>>
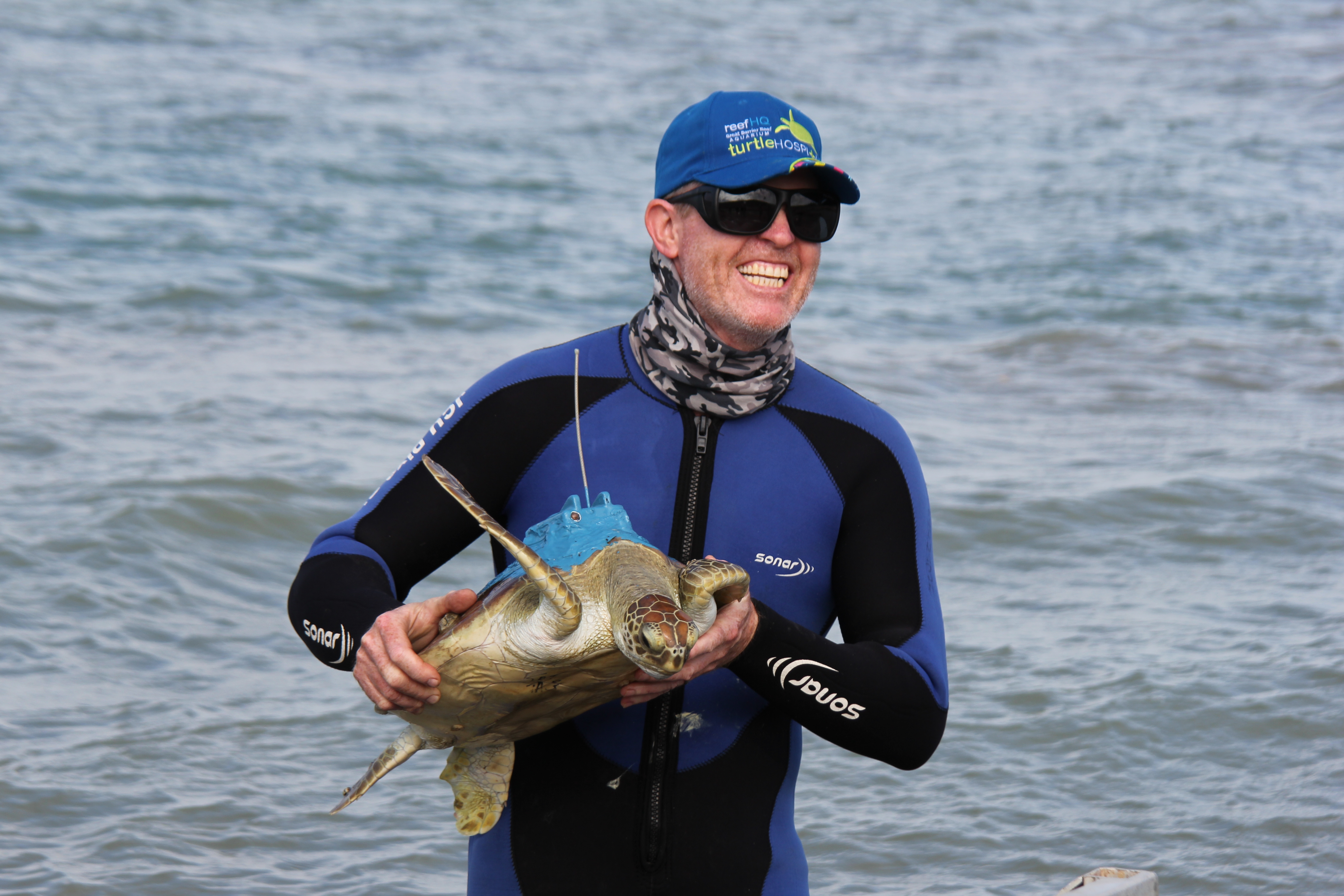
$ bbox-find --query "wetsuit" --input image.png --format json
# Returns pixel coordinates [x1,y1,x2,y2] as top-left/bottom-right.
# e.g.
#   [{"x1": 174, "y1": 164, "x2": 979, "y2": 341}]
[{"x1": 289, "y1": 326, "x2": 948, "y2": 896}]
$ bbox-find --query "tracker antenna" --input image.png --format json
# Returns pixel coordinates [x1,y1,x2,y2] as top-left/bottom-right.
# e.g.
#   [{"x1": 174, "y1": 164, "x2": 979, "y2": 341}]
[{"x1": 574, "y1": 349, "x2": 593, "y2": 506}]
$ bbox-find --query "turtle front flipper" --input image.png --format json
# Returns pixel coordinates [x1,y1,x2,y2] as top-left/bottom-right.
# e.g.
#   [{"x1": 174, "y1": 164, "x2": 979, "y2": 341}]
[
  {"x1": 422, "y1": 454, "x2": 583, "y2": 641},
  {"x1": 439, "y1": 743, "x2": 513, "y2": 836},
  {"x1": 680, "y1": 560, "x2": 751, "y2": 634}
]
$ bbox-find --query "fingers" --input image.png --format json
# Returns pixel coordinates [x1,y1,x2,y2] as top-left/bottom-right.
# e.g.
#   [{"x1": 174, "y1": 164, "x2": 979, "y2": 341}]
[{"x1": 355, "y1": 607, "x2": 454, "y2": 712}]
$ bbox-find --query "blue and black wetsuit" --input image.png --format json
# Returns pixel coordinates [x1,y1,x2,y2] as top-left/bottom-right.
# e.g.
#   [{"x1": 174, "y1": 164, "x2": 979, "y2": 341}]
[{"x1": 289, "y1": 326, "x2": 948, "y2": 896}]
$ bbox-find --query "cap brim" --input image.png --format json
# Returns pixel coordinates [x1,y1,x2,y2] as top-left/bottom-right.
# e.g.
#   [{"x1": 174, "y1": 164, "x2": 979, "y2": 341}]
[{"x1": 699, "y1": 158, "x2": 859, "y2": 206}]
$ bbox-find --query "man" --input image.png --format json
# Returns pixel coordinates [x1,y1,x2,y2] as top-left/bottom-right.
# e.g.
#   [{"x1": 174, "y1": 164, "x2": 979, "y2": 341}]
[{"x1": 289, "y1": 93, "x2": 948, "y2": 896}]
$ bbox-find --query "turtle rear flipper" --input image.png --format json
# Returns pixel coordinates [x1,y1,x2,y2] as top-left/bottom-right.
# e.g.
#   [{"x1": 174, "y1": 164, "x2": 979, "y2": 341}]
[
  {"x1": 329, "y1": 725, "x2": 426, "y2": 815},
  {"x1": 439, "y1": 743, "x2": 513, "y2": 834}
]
<<
Count the lines in the entries that contain the string "turtle", treating uppercase and lowercase letters as different. Reply with the number alone.

■ **Reply**
2